• **GIVEN INSTRUCTION**
In the passage on electoral mal-apportionment below, rename "electors" to "registered voters" throughout the part that opens with the words containing "2. When appearing" and closes with "compared to BN.", and give that part again.

-- PASSAGE SHOWN start --

2. When appearing before the Committee in Sabah, Mr. Ng Chak Ngoon has presented a graph that shows the unequal numbers of electors among electoral constituencies. Inequality among constituency electorates is mal-apportionment (rather than gerrymandering, as reported in the media). Mal-apportionment means that different numbers of electors elect a representative in different constituencies. The value of each vote is therefore not the same in different constituencies. It is unfair to individual voters in the larger constituencies. It is also unfair as among political parties: as also shown by Mr. Ng, mal-apportionment is extremely large as well as extremely systematic in its effects: non-BN parties have to win a lot more votes to get one seat compared to BN.

-- PASSAGE SHOWN end --
-- DATASET ROWS start --

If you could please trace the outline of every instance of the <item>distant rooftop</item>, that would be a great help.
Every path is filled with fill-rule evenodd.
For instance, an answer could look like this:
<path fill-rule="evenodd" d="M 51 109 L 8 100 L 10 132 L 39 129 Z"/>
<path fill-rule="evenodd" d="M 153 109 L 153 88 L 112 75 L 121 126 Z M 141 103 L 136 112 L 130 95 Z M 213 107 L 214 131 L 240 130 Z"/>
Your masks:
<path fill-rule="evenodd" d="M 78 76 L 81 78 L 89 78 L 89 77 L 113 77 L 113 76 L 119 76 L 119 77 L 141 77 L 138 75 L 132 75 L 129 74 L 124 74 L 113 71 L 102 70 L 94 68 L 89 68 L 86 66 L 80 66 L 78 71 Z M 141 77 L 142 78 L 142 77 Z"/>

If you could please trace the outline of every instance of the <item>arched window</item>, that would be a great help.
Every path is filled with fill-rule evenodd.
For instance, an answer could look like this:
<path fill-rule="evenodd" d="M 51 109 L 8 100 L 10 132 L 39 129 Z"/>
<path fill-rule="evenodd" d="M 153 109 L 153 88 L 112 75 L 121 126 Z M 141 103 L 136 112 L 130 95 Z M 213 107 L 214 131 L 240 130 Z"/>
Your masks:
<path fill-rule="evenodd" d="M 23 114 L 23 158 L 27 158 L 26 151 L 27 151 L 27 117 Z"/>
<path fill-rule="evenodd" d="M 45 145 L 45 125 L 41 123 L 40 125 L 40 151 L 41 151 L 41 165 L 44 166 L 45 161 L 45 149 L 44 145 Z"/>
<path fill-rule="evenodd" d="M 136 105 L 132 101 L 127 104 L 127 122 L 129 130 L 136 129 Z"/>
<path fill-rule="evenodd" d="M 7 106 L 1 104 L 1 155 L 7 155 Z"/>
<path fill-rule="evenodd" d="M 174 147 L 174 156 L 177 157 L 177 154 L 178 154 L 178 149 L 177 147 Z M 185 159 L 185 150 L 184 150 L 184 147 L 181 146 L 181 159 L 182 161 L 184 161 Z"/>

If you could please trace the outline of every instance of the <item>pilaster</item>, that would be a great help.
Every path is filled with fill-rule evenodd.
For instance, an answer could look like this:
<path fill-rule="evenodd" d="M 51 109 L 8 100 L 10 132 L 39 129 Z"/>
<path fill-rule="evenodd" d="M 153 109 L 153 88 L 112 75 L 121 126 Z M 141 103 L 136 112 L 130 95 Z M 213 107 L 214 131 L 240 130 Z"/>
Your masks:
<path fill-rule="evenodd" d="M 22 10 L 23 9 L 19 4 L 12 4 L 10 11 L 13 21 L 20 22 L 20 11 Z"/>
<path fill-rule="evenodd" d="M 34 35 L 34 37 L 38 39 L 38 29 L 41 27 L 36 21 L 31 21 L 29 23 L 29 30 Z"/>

-- DATASET ROWS end --

• **COMPLETE RESPONSE**
2. When appearing before the Committee in Sabah, Mr. Ng Chak Ngoon has presented a graph that shows the unequal numbers of registered voters among electoral constituencies. Inequality among constituency electorates is mal-apportionment (rather than gerrymandering, as reported in the media). Mal-apportionment means that different numbers of registered voters elect a representative in different constituencies. The value of each vote is therefore not the same in different constituencies. It is unfair to individual voters in the larger constituencies. It is also unfair as among political parties: as also shown by Mr. Ng, mal-apportionment is extremely large as well as extremely systematic in its effects: non-BN parties have to win a lot more votes to get one seat compared to BN.